** Opening RECORDS SHOWN block **

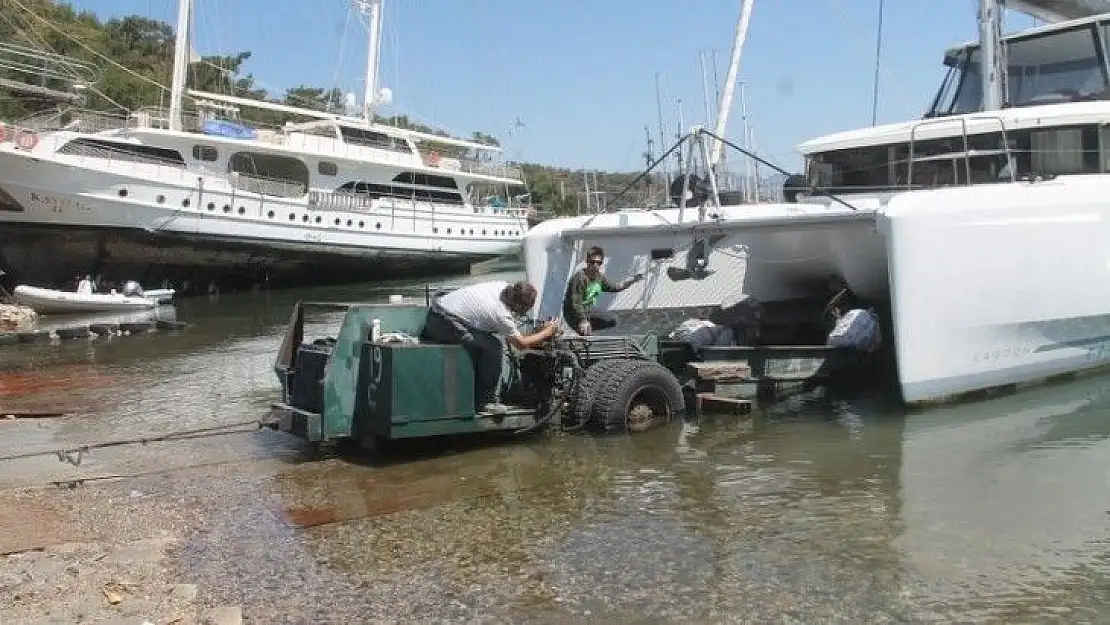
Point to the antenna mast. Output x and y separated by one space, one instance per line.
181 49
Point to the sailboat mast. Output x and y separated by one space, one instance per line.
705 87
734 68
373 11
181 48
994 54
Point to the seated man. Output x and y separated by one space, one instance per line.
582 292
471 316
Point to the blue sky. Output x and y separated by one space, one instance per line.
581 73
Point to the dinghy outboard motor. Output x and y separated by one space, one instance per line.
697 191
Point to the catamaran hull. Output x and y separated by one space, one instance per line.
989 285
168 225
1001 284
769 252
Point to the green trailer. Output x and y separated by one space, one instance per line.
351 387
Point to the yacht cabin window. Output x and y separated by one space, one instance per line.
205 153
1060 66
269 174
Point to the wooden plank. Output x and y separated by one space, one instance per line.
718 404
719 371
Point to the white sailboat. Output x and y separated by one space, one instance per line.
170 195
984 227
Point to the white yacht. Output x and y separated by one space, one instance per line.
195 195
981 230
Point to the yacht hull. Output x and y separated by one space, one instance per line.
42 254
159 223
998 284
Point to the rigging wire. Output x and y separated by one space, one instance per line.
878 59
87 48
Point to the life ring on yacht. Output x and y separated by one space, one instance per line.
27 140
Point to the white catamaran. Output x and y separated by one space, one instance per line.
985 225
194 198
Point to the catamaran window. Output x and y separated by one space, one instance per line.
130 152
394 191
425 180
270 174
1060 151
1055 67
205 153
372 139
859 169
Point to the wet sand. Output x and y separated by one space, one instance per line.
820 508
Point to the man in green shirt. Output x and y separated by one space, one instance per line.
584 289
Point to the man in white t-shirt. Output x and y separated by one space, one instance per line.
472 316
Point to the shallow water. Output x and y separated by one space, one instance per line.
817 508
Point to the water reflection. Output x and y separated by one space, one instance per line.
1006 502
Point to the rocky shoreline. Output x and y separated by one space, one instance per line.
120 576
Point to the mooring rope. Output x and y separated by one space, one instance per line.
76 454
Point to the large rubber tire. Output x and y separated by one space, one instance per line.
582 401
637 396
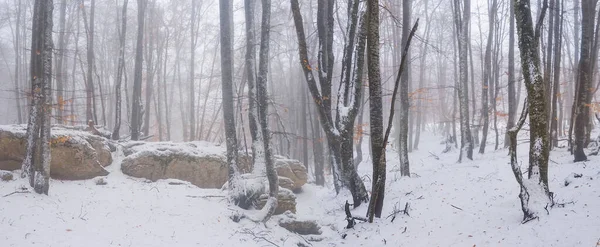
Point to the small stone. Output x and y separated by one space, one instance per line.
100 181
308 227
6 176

** Closing RECORDS SHOWN block **

_YOUR GOAL_
Set down each record above exactly as it stands and leave out all pictures.

_EXERCISE RESULT_
Point to the antenna mast. Output x and y separated by one space, one instance per line.
181 49
Point to the sailboat mast. Output x and y separated by one space, one instance per line.
705 87
734 68
373 11
181 48
994 54
Point to the seated man. Output x and y separated by one space, one instance per line.
582 292
471 316
Point to the blue sky. Output x and y separated by one space, one instance per line.
581 73
Point to the dinghy outboard motor. Output x and y separated by one space, one instance per line.
697 191
Point to the catamaran hull. Output x and y separated by one space, one instance per line.
989 285
168 225
1001 284
769 252
Point to the green trailer. Output x and y separated by one space, one instance per line.
351 387
Point to the yacht cabin window. Output x and y separated by one space, one instance per line.
205 153
1060 66
269 174
Point to the wooden plank. Output x and y separated by one space, one instance per line.
718 404
719 371
Point to the white sailboat. Output x and y separated by one space, one instance per line.
170 195
984 227
Point to the white yacht. Output x and y separated by one space, one instance per line.
195 195
981 230
Point to the yacht hull. Output x and y separated by one space, one instance per line.
42 254
159 223
998 284
Point to the rigging wire. Output x and y separated by one space, one instance per line.
878 59
87 48
Point to the life ring on yacht. Output x and y separated by one space, one instance per line.
27 140
Point to the white catamaran. Output x and y separated by one space, one instance per line.
985 225
194 198
Point to the catamaran window. Output x and y separated by one space, one instance per line.
130 152
394 191
425 180
270 174
1060 151
1055 67
205 153
372 139
859 169
Point to the wet sand. Output x and y separated by one space, one instance per line.
820 508
Point to the man in green shirt. Output x and y separated by one space, one instance per line.
584 289
Point to the man in white t-shirt. Output x and y separated by one space, one instance per line.
472 316
Point to the shallow water. Output x and y separated by one space, one instance per line.
817 508
Point to the water reflection. Output x and y separated by one space, one instance per line.
1006 502
Point to the rocky shoreline. Output x and y separated by one space, one instance per line.
120 576
Point to the mooring rope. Output x and y separated by one space, one instance per line.
76 454
Point to the large rubber tire. Output x and y separated by one space, one instance per line.
582 401
637 396
Point to the small stone. Output x and y separated by one space, one instance per line.
100 181
308 227
6 176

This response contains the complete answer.